(Pointing dataset excerpts)
· · · · ·

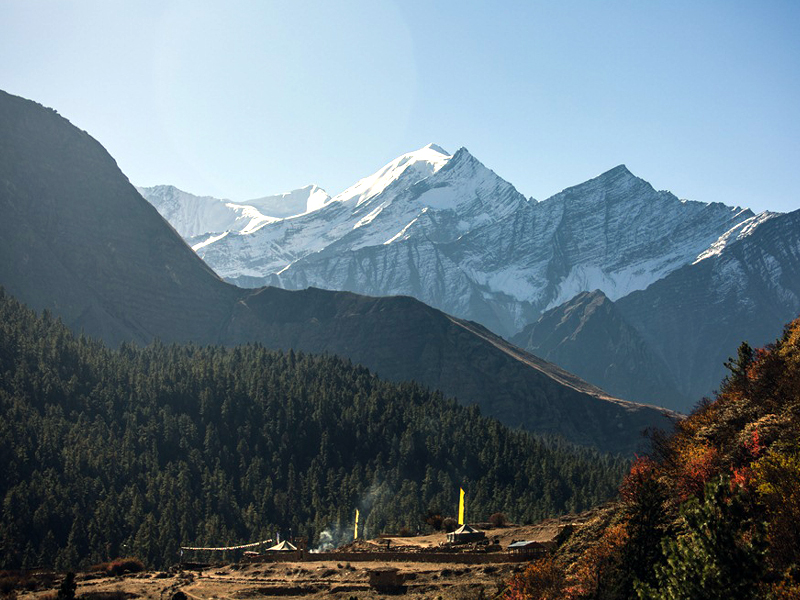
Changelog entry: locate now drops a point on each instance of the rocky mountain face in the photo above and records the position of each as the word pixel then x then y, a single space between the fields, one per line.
pixel 589 336
pixel 77 238
pixel 673 302
pixel 673 337
pixel 450 232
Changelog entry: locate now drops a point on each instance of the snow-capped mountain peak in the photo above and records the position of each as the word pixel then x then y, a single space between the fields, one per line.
pixel 411 167
pixel 288 204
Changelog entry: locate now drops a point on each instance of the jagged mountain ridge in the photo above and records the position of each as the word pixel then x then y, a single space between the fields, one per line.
pixel 588 336
pixel 677 333
pixel 450 232
pixel 76 238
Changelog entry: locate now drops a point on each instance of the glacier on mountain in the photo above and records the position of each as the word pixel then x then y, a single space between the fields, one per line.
pixel 449 231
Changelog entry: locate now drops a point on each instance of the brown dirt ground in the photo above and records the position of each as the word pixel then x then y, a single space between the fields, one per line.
pixel 339 580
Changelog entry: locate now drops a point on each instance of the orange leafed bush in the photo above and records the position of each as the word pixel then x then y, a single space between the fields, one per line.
pixel 600 560
pixel 642 470
pixel 542 580
pixel 119 566
pixel 699 463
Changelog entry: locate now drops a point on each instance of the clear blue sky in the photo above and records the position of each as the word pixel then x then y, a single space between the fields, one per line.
pixel 246 98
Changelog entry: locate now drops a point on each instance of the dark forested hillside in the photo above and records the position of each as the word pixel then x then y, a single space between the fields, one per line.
pixel 77 239
pixel 138 450
pixel 714 512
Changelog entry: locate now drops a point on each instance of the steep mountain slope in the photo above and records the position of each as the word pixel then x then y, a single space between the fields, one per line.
pixel 712 513
pixel 198 218
pixel 588 336
pixel 76 238
pixel 676 334
pixel 450 232
pixel 216 444
pixel 695 318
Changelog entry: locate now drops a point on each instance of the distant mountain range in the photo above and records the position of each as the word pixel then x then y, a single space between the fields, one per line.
pixel 76 238
pixel 680 283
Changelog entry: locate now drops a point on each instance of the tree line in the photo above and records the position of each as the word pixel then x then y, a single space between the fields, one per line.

· · · · ·

(DIRECTIONS) Transcribe the listing above word for word, leaving out the pictures.

(WORKED SOLUTION)
Changelog entry: locate now drops a point on each instance of the rocky mountain face in the photo above and records the position of each as the word pixel then x then y, a single space between the fields, one per line.
pixel 589 336
pixel 77 238
pixel 673 302
pixel 673 337
pixel 450 232
Changelog entry: locate now drops a point on each instance of the snow-capped mountain peak in the photo above and records the position of each as the word pixel then x then y, a single space between the fields, one per line.
pixel 411 167
pixel 288 204
Changelog entry: locate now drops a point on each instance of the jagged mountain ridge in the photo above and records the position of each as the word pixel then x then y, a single space between the fields, one per line.
pixel 588 336
pixel 677 333
pixel 450 232
pixel 76 238
Changelog entry: locate now drops a point on each instance of the glacier on mountain in the photo above and records the position of each as the word pixel then x then y, a single space between the fields, one per line.
pixel 449 231
Changelog entry: locate now drops a point on each instance of the brown dirt ground in the photo above and records the position of each as the word pixel then x then y, a single space between the fields, one per line.
pixel 339 580
Changelog entry: locate now drops a point on each instance of the orange leafed bush in the photo above and records the position of each as the word pixel then x then y, a single space between the fields, one per line.
pixel 600 560
pixel 642 470
pixel 542 580
pixel 119 566
pixel 699 463
Changelog entry: locate now drops a point on each instance of the clear blue sky in the photo above and records the position of each as the word pixel then x then y, a single space between the fields, one per line.
pixel 246 98
Changelog entry: locate now drops a point on each instance of the dark forested hillside in the photo above and records the position of each as the word pixel then x then y, a single space between the fields, one per line.
pixel 77 239
pixel 138 450
pixel 714 512
Changelog entry: locate now drops a point on each instance of the steep mountain slope in the photo above and records the position of each as the word pixel then x then y, a single space between the fields, one per line.
pixel 712 513
pixel 198 218
pixel 588 336
pixel 76 238
pixel 676 334
pixel 450 232
pixel 216 444
pixel 695 318
Changelog entry: locate now drops a point on each instance of the distant mountain range in the photo above and records the position of each as the word pixel then x then y, a single space between the fields, one per line.
pixel 76 238
pixel 680 283
Changelog entry: locate now drops a point on each instance of the tree line in the photo above and records the position of each as the word pixel then x then y, a single space between the fields, one per line.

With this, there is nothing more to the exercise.